= TEXTO PROPUESTO =
┌────────

La gestión de la inmigración ante la crisis. ¿Introducir reajustes al modelo actual o pensar en un cambio de modelo migratorio?, por David Moya

La inmigración ya no es un fenómeno nuevo ni en España ni en Cataluña: llevamos más de quince años de inmigración y más de 5 millones de extranjeros en el territorio. Cerca de un 50% de la inmigración es ya residente de larga duración (un estatuto jurídico muy estable y protegido orientado a la equiparación en derechos a los nacionales). Si bien es cierto que que la inmigración ha llegado casi por aluvión, en varias oleadas a veces superpuestas, también lo es que para hacer frente al mismo se ha puesto en pie un sistema de gestión migratoria que, con matices, ha sido relativamente flexible y tolerante, muy ligado a la idea de “laboralización”, entendiendo por tal aquel modelo que favorece la regularidad y estabilidad de los extranjeros a condición de que dispongan de una oferta de empleo real. Este modelo ha permitido, en la práctica, que en un lapso de tiempo relativamente aceptable (entre cinco años y diez años) se convirtieran en residentes de larga duración –y hasta en nacionales- incluso extranjeros que entraron de manera irregular. De hecho, es un modelo que se ha mostrado sumamente ventajoso para los extranjeros en términos de estabilidad personal y disfrute de derechos, y por consiguiente relativamente exitoso desde una perspectiva humana y social, especialmente si lo comparamos con otros países.

└────────

= DATOS BRUTOS =
┌────────

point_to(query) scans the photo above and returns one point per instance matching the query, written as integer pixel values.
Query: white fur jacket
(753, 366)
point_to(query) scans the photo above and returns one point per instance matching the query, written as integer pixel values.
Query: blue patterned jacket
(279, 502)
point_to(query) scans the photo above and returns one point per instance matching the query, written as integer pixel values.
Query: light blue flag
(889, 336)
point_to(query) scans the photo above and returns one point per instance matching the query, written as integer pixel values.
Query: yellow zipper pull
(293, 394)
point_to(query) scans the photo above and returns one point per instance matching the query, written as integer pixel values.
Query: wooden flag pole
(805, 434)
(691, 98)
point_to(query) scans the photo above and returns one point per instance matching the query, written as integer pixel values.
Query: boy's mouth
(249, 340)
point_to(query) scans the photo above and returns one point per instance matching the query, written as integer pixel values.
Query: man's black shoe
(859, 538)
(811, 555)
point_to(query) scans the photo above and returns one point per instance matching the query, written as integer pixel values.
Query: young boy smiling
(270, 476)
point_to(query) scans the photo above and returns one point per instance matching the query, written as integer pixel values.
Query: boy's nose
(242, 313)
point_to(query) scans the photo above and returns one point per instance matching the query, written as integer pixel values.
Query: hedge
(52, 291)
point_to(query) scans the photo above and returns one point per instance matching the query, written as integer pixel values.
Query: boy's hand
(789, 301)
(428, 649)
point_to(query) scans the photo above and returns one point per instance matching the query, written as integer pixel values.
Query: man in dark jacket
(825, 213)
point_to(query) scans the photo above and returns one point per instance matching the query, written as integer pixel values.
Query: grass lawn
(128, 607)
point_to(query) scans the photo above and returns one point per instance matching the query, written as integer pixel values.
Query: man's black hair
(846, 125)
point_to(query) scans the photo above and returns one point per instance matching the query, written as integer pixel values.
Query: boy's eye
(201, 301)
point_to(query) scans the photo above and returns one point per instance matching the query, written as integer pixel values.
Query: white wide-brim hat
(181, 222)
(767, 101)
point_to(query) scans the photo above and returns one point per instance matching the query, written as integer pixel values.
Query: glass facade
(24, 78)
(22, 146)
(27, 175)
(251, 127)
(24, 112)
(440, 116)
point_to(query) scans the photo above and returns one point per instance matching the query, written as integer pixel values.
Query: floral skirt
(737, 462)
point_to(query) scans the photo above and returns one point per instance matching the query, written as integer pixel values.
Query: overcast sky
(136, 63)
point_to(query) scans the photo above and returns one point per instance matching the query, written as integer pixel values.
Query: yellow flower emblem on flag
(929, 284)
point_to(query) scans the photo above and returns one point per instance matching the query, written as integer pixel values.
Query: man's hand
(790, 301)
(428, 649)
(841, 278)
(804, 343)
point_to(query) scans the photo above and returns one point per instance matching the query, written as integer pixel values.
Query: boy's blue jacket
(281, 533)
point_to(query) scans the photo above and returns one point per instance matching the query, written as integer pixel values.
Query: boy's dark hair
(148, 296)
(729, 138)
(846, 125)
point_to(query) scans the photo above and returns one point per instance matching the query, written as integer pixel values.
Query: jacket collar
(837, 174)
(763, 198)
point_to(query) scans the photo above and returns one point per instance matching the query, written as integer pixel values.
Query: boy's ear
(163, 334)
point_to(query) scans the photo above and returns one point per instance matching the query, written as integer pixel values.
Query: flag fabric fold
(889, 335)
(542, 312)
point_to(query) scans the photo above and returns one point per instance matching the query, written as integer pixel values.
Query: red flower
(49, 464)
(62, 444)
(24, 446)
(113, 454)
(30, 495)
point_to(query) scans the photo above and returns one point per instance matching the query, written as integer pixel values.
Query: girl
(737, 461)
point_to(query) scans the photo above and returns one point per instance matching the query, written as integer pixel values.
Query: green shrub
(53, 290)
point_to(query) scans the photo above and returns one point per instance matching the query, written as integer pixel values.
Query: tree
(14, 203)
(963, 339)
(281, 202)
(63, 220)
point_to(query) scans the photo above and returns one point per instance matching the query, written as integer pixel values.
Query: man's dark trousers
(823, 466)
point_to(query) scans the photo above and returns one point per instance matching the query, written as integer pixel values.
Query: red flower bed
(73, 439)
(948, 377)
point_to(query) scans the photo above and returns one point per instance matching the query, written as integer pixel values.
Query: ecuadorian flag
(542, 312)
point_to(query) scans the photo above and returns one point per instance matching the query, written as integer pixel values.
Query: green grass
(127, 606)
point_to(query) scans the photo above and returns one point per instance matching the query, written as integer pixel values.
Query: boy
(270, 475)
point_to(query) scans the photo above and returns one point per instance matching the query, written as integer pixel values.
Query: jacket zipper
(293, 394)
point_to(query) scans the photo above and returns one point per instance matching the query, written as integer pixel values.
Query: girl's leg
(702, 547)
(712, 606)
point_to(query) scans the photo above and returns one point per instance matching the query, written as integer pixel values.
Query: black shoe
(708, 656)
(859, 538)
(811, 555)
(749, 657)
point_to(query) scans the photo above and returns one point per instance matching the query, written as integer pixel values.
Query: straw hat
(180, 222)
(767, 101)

└────────

= SE PIDE =
1. Reescriba en forma de lista el párrafo del texto propuesto que empieza con "La inmigración ya no es un fenómeno nuevo", conservando sus datos principales.
2. Según el texto propuesto, ¿qué proporción aproximada de la inmigración es ya residente de larga duración?

= PROBLEMAS RESUELTOS =
1.
- La inmigración no es un fenómeno nuevo en España ni en Cataluña: dura ya más de quince años y hay más de 5 millones de extranjeros en el territorio.
- Cerca de un 50% de la inmigración es residente de larga duración, un estatuto jurídico muy estable y protegido que tiende a equiparar sus derechos a los de los nacionales.
- La inmigración llegó casi por aluvión, en varias oleadas a veces superpuestas.
- Para gestionarla se creó un sistema relativamente flexible y tolerante, ligado a la "laboralización": favorece la regularidad y la estabilidad de los extranjeros si disponen de una oferta de empleo real.
- En un plazo de entre cinco y diez años, incluso extranjeros que entraron de manera irregular han llegado a ser residentes de larga duración, e incluso nacionales.
- El modelo ha sido muy ventajoso para los extranjeros en estabilidad personal y disfrute de derechos, y relativamente exitoso desde una perspectiva humana y social, sobre todo en comparación con otros países.

2. Cerca de un 50%.